** BEGIN Given data **

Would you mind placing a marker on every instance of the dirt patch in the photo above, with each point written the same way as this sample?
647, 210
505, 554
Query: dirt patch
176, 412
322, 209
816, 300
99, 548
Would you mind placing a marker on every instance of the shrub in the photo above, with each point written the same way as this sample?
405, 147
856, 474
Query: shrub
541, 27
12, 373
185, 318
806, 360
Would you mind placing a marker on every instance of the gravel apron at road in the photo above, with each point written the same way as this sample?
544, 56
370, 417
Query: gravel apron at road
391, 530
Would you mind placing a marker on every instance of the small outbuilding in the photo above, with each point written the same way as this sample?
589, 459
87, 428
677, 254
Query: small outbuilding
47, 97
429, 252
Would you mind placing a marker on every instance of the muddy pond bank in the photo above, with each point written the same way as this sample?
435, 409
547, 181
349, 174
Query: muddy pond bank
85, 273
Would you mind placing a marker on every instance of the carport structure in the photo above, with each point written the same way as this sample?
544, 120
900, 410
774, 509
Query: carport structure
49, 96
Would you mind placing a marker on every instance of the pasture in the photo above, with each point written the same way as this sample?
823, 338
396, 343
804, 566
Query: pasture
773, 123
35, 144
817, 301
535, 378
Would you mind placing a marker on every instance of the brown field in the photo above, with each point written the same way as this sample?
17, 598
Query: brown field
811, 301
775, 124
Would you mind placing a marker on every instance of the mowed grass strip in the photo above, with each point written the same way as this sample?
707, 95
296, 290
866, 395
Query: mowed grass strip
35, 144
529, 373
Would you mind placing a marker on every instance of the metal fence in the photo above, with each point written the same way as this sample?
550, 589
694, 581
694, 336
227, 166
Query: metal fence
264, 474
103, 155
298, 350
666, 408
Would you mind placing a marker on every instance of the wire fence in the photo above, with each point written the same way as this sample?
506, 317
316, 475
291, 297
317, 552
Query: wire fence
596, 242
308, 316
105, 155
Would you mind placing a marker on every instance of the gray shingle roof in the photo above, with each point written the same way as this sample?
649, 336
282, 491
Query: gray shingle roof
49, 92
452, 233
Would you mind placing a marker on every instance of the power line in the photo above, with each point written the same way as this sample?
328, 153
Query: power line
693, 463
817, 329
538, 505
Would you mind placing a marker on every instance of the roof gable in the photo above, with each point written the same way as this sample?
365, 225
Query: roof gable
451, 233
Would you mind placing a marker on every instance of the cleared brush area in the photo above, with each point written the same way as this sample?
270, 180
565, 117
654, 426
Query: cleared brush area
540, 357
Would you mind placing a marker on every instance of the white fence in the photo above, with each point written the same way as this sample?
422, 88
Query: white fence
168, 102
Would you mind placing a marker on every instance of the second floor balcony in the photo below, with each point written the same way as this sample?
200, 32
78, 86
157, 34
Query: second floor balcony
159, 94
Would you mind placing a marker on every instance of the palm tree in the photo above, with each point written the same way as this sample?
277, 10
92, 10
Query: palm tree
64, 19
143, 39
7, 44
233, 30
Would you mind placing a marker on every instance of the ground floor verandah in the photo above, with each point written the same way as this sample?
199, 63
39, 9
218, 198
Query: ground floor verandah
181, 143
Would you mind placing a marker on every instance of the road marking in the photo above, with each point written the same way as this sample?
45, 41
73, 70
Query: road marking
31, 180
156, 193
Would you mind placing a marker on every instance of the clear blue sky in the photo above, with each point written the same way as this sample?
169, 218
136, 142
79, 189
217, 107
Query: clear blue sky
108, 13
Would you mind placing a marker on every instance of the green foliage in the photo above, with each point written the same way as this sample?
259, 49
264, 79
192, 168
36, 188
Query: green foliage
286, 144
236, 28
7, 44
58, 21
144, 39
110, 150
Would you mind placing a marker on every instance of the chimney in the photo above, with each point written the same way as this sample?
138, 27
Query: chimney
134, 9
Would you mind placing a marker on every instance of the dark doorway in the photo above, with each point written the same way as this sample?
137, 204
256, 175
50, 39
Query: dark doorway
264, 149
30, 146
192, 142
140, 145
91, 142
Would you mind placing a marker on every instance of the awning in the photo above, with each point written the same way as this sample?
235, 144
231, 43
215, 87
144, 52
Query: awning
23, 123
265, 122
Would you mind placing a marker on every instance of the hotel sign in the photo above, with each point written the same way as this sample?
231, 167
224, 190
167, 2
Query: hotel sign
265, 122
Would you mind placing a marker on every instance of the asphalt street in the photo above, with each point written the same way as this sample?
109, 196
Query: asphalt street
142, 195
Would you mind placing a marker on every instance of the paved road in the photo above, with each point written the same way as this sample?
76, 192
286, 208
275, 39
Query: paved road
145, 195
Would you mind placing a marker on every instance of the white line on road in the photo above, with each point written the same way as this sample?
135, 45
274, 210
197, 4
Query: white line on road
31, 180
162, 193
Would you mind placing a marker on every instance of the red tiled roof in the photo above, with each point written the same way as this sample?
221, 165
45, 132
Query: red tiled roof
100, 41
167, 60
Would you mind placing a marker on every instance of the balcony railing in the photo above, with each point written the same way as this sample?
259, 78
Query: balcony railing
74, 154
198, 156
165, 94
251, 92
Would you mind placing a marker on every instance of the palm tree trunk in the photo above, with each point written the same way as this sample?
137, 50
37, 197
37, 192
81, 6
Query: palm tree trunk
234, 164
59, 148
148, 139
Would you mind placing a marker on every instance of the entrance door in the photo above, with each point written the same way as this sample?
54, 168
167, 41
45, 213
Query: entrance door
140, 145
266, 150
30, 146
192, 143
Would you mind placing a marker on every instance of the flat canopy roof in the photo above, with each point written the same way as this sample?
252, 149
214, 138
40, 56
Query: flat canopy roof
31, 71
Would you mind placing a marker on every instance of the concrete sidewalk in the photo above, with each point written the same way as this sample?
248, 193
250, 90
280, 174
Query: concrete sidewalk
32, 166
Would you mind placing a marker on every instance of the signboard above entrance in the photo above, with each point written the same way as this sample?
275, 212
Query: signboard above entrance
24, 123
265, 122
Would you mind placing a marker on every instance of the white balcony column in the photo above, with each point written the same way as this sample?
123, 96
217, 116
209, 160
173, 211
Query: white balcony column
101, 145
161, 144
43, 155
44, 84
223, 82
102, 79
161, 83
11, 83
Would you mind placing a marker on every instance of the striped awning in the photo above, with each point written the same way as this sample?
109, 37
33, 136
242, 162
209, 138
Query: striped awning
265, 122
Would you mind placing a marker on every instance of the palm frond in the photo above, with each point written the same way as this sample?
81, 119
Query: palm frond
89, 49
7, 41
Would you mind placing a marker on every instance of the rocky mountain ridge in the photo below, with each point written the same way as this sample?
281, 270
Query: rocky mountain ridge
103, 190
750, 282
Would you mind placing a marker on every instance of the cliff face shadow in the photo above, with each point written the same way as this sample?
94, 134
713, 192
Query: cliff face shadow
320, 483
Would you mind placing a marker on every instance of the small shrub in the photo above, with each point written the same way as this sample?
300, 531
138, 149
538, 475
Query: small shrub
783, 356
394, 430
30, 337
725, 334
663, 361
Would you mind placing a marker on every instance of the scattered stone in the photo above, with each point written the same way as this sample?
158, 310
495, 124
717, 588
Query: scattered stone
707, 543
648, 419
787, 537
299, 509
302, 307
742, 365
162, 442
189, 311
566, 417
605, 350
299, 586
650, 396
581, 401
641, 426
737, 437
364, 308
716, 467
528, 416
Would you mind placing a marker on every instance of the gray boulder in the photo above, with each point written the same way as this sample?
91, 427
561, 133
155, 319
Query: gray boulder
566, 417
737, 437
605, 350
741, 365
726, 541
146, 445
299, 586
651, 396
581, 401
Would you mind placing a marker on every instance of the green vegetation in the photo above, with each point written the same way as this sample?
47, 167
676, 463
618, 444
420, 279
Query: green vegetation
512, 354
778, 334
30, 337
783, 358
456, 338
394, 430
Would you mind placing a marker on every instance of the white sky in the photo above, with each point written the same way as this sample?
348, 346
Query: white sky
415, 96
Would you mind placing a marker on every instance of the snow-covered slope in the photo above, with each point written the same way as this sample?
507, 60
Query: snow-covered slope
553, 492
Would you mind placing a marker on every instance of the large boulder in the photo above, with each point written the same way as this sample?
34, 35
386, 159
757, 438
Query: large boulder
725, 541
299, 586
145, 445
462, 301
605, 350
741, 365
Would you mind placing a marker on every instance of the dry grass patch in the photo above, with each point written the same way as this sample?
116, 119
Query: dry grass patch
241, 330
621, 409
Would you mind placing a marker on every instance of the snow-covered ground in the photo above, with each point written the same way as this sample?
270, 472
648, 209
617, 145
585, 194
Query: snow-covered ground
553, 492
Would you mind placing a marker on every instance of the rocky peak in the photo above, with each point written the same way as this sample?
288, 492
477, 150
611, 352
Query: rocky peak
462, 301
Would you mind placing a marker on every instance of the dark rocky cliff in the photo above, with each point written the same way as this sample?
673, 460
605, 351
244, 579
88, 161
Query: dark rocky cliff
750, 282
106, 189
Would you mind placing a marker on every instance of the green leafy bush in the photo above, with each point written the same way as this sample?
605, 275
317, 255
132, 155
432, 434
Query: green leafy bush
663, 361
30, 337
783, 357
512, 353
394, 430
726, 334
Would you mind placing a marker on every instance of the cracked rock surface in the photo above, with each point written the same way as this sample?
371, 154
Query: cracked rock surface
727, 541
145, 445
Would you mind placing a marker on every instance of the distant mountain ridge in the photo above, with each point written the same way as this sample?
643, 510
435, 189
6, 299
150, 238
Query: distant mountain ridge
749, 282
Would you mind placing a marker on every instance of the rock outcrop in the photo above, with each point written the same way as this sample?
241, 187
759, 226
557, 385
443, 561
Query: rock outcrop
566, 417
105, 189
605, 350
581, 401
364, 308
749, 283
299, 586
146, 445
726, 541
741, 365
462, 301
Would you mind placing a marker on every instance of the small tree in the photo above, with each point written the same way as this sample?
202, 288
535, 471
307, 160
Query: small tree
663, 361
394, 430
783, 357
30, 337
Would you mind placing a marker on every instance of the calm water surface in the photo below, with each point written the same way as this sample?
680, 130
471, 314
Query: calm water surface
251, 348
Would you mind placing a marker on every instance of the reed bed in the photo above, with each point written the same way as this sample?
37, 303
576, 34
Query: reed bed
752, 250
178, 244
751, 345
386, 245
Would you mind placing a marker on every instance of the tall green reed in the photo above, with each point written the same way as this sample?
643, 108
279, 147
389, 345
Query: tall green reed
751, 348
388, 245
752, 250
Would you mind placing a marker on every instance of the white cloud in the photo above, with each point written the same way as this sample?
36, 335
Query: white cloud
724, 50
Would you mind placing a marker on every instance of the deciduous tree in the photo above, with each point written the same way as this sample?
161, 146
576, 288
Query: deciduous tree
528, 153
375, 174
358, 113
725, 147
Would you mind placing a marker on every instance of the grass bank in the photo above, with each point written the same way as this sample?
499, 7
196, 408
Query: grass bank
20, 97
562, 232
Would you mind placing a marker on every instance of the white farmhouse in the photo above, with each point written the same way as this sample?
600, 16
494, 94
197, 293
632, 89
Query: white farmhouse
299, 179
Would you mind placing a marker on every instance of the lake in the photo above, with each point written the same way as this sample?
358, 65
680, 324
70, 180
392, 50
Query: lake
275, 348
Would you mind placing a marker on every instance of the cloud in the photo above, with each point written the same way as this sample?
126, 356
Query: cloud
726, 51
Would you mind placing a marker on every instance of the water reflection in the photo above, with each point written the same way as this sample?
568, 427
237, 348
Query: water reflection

** END Given data **

**Written instruction:** Only those lines running from the one containing "of the grass" through the last line of the data above are to be copied, exactly, with both ends included.

**Solution:**
Would you mind placing a marker on every instance of the grass bank in the photo above, with each point written the same way as this sample?
499, 7
196, 408
Query: grass bank
20, 97
562, 232
Would you mind placing a marker on every instance of the white farmhouse in the photo above, with each point written the same way as this sample?
600, 16
494, 94
197, 293
632, 89
Query: white farmhouse
299, 179
Would you mind placing a marker on every instance of the lake in the photo above, with each point written the same way as this sample?
358, 65
680, 324
70, 180
392, 50
Query: lake
275, 348
Would you mind placing a marker on every instance of the cloud in the photo above, with each point written the same way as this sample?
126, 356
Query: cloud
726, 51
Would you mind placing a marker on every instance of the water reflection in the photo above, with each point written the same way as this sample?
568, 427
237, 348
Query: water reflection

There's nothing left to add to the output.